Start of Excerpted text
Anne James visits an exhibition of landscapes and travels in them
This exhibition explores jour-neys inspired by landscapes, journeys that transcend mundane representation. Phil Whiting’s work, in the main, features forests, primordial, primitive places that by their nature provide uncompromising habitats, which can provide sanctuary, some temporary safety, a means of escape or, more often, extreme danger.
Since the early 1990s he has worked and painted in conflict zones, his paintings influenced by the testimony of survivors and of perpetrators. The First Snow of Winter: Let Us Stay Here and Rest Awhile, makes strong reference to Bosnia’s Srebrenica massacre, the complex sinister trunks and branches to the fore of the piece carry connotations of entrapment and fencing, beyond which, to the bottom left of the piece, is an optimistic warm red glow, while an aspirational white pathway works its way to the centre top of the piece, with snows and blizzards drifting across the whole.
Wildwood II is set on the edge of a forest, each tree possessing its own character, personality and savvy, each almost conversational with the others, against a dark background that coaxes and beckons, issuing stark warnings.
Whiting sketches (rapidly) in situ and then uses those sketches back in the studio to create the finished work. He works in a mixture of PVA, inks and acrylics on very heavy fabricated paper using water to blend his media and an approach that involves much scraping back.
He tries to start with a blank mind and then builds each piece until his journey through the whole process is resolved. He describes the process as ‘very physical’.
The sophistication and sheer beauty of his work is testified to by the commissions he has received from galleries and governments and the number of international peacekeepers who have bought works for their own collections.
Whiting is passionate about human rights and how they are denied, including to many children. He would welcome the opportunity to explore these issues with our local school and university students.
By contrast to Whiting, a very well established artist, Peter Kettle has been painting full-time for only two years. Now in his late twenties he too is a landscape painter and, like Whiting, he sees the landscape as secondary to the journeys that he, his subject matter and his audience make as a result of the piece.
End of Excerpted text
Start of Material provided
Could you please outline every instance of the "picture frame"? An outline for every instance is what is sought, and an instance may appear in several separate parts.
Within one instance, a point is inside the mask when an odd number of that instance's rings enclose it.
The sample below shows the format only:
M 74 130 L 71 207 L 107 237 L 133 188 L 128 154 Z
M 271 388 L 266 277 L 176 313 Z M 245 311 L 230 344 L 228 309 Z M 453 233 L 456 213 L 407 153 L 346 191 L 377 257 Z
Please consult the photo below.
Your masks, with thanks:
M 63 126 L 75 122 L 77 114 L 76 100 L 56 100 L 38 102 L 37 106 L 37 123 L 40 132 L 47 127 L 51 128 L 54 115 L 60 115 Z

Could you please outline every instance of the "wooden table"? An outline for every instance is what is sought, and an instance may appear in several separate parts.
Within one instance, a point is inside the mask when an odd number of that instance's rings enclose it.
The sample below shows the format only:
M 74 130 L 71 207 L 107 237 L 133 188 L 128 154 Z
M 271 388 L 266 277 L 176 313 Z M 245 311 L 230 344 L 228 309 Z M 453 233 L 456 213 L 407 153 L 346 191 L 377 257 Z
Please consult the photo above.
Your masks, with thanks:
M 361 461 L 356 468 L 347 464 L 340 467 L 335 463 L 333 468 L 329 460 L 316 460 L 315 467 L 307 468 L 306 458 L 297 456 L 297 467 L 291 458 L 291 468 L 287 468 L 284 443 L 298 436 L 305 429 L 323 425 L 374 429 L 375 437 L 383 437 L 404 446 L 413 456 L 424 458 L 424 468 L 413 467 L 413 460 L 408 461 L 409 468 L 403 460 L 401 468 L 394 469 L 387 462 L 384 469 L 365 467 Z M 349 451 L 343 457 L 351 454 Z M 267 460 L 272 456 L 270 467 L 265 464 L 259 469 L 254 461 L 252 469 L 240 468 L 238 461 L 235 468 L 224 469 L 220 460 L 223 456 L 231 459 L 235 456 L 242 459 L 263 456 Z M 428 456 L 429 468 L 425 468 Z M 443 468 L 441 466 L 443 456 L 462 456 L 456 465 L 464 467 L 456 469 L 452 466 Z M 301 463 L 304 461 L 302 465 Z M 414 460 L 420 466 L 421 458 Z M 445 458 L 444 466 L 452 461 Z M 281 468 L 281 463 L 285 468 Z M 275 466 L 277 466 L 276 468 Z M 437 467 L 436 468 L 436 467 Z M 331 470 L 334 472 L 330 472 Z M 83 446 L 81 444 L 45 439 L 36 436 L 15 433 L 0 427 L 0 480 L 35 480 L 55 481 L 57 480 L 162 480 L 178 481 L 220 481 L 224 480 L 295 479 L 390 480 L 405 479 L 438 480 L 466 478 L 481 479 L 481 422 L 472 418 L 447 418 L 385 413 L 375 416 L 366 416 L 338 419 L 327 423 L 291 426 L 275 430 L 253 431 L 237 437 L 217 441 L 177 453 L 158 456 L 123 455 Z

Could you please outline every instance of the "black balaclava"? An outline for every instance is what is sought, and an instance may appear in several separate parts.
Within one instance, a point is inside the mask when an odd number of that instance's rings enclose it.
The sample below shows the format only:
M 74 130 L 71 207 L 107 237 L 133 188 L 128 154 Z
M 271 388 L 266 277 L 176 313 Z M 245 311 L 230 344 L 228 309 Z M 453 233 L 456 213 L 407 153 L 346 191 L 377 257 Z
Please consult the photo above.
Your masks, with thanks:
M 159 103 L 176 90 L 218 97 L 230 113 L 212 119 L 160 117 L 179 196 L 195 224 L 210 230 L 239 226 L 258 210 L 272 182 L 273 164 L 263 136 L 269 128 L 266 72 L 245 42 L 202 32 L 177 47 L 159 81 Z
End of Material provided
--- Set task 1 ---
According to the exhibition review, for how long has Peter Kettle been painting full-time?
--- Set task 2 ---
Arrange the rows as a Markdown table with the columns "n" and "Line", omitting blank lines. Begin at the first line of the rows and stop after the line containing "M 63 126 L 75".
The exhibition review and the rows are independent of each other.

--- Written answer 1 ---
Only two years.

--- Written answer 2 ---
| n | Line |
|---|---|
| 1 | Could you please outline every instance of the "picture frame"? An outline for every instance is what is sought, and an instance may appear in several separate parts. |
| 2 | Within one instance, a point is inside the mask when an odd number of that instance's rings enclose it. |
| 3 | The sample below shows the format only: |
| 4 | M 74 130 L 71 207 L 107 237 L 133 188 L 128 154 Z |
| 5 | M 271 388 L 266 277 L 176 313 Z M 245 311 L 230 344 L 228 309 Z M 453 233 L 456 213 L 407 153 L 346 191 L 377 257 Z |
| 6 | Please consult the photo below. |
| 7 | Your masks, with thanks: |
| 8 | M 63 126 L 75 122 L 77 114 L 76 100 L 56 100 L 38 102 L 37 106 L 37 123 L 40 132 L 47 127 L 51 128 L 54 115 L 60 115 Z |